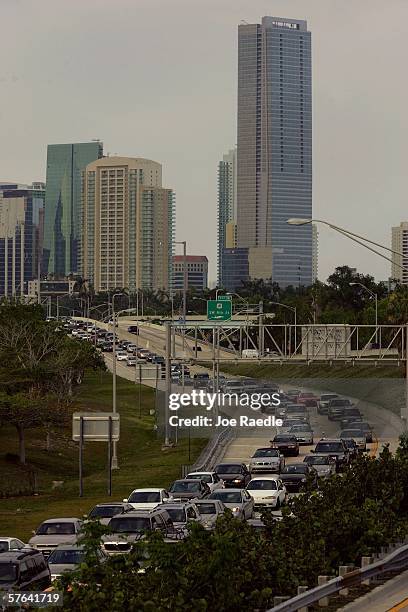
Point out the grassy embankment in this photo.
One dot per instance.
(142, 461)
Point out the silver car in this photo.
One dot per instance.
(266, 460)
(239, 501)
(53, 532)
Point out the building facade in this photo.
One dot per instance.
(274, 157)
(399, 244)
(127, 225)
(21, 219)
(227, 207)
(62, 223)
(197, 272)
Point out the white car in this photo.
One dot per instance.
(7, 544)
(267, 492)
(210, 478)
(147, 499)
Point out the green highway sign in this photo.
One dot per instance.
(219, 310)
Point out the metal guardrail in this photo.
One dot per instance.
(397, 560)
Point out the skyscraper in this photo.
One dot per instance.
(227, 206)
(21, 218)
(274, 159)
(399, 244)
(127, 225)
(65, 163)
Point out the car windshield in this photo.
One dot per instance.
(105, 511)
(66, 557)
(228, 469)
(206, 508)
(266, 452)
(295, 469)
(204, 477)
(56, 529)
(130, 524)
(183, 486)
(329, 447)
(177, 515)
(228, 497)
(8, 572)
(259, 485)
(144, 497)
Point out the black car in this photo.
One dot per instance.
(235, 475)
(287, 444)
(294, 476)
(24, 570)
(189, 488)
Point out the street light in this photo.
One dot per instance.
(375, 296)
*****
- Given exercise: Rewrite the lines above as a numbered list, from the line containing "Point out the green" through the last line, inclusive. Leave out any blank lines.

- Full output:
1. Point out the green highway sign in this photo.
2. One dot per instance.
3. (219, 310)
4. Point out the metal guardrail in this photo.
5. One dot per instance.
6. (397, 560)
7. Point out the skyscraper in this photo.
8. One dot per instance.
9. (227, 206)
10. (21, 218)
11. (274, 159)
12. (399, 244)
13. (127, 225)
14. (65, 163)
15. Point out the car windshield in this photo.
16. One dot per instance.
17. (105, 511)
18. (66, 557)
19. (228, 469)
20. (206, 508)
21. (266, 452)
22. (295, 469)
23. (204, 477)
24. (56, 529)
25. (130, 524)
26. (183, 486)
27. (329, 447)
28. (177, 515)
29. (228, 497)
30. (8, 572)
31. (259, 485)
32. (144, 497)
33. Point out the black car in this photo.
34. One dot per instance.
35. (235, 475)
36. (287, 444)
37. (294, 476)
38. (24, 570)
39. (189, 488)
40. Point out the street light in this photo.
41. One dot per instance.
42. (375, 296)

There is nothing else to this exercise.